• [TEXT BLOCK]
At the optimal temperature for fibril formation (353 K), the CAC, as determined from Figure 1 at a protein concentration of 0.16 wt% \(\left( {x_{1,{\text{CAC}}} = 1.6 \times 10^{ - 6} } \right)\), leads to a binding energy of 13.4 RT (39.1 kJ mol−1). Since the fibril formation of β-lg is a complex process where several mechanisms are involved, one should keep in mind that the determined binding energy is the binding energy when the fibrils are extended by 1 mol of building blocks. After this initial binding, subsequently intermolecular β-sheet formation will take place14, 15, which will make the binding stronger and irreversible, unless a strong chaotropic agent like guanidinium chloride is added21, 25, 44.

Temperature Dependence of the CAC

To see the effect of temperature on the CAC and binding energy of the fibril formation, the same experiments were also performed at 343, 358, 363, and 383 K. For these temperatures, the maximal conversion of protein into fibrils as a function of the total protein concentration are shown in Figure 3a–d. In order to measure the CAC, we need to determine the protein concentration were the fluorescence signal becomes zero (the CAC). This was done by extrapolating the conversion data to zero conversion. A priori the functional form of the conversion relative to protein concentration is unknown. However, based on the results at 353 K, we have assumed a linear relation between the total protein concentration and the conversion of protein into fibrils at all temperatures. All linear fits gave a R 2 > 0.94. The CACs and corresponding binding energies for all temperatures are shown in Table 1. All the calculated binding energies in Table 1 have a value of about 13 RT (about 40 kJ mol−1), where the binding energy has a shallow maximum at the temperature where the fibril formation is maximal, 353 K.

Collected data

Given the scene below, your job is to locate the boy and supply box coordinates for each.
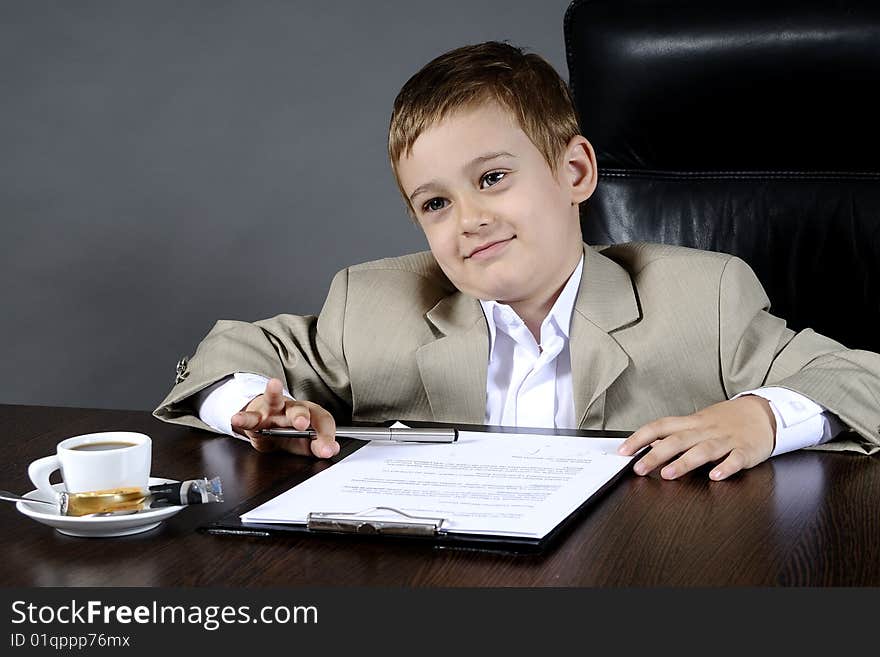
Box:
[155,42,880,480]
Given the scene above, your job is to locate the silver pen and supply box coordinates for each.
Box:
[257,427,458,443]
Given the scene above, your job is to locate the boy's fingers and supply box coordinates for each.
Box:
[709,448,746,481]
[284,402,312,431]
[231,411,263,431]
[309,404,339,459]
[617,416,690,456]
[660,440,731,479]
[633,430,700,475]
[264,379,284,413]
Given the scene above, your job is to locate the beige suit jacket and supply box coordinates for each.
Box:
[154,243,880,453]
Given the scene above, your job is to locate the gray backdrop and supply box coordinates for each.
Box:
[0,0,569,409]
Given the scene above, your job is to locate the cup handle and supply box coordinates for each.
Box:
[28,454,61,500]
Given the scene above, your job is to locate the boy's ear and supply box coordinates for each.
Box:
[563,135,599,205]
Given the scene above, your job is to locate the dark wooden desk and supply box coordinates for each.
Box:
[0,405,880,587]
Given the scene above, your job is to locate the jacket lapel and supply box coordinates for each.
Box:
[569,245,640,428]
[416,292,489,424]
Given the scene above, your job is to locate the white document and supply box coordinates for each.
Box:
[241,431,633,539]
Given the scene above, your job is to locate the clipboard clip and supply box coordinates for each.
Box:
[307,506,445,536]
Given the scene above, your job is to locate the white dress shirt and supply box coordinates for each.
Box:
[196,256,844,456]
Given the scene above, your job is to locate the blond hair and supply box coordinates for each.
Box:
[388,41,580,216]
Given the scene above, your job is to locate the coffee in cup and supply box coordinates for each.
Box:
[28,431,152,500]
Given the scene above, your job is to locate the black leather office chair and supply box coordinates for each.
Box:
[565,0,880,351]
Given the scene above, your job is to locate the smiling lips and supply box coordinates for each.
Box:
[465,235,516,260]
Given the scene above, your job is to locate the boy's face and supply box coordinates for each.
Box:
[398,103,596,306]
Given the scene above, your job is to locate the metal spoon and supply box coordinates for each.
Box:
[0,490,140,518]
[0,490,58,509]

• [REQUIRED WORK]
1 - In the passage on β-lg fibril formation, at which additional temperatures were the same experiments performed?
2 - Print everything in the passage on β-lg fibril formation from "At the optimal" down to "added21, 25, 44.".

• [SET OF ANSWERS]
1 - 343, 358, 363, and 383 K.

2 -
At the optimal temperature for fibril formation (353 K), the CAC, as determined from Figure 1 at a protein concentration of 0.16 wt% \(\left( {x_{1,{\text{CAC}}} = 1.6 \times 10^{ - 6} } \right)\), leads to a binding energy of 13.4 RT (39.1 kJ mol−1). Since the fibril formation of β-lg is a complex process where several mechanisms are involved, one should keep in mind that the determined binding energy is the binding energy when the fibrils are extended by 1 mol of building blocks. After this initial binding, subsequently intermolecular β-sheet formation will take place14, 15, which will make the binding stronger and irreversible, unless a strong chaotropic agent like guanidinium chloride is added21, 25, 44.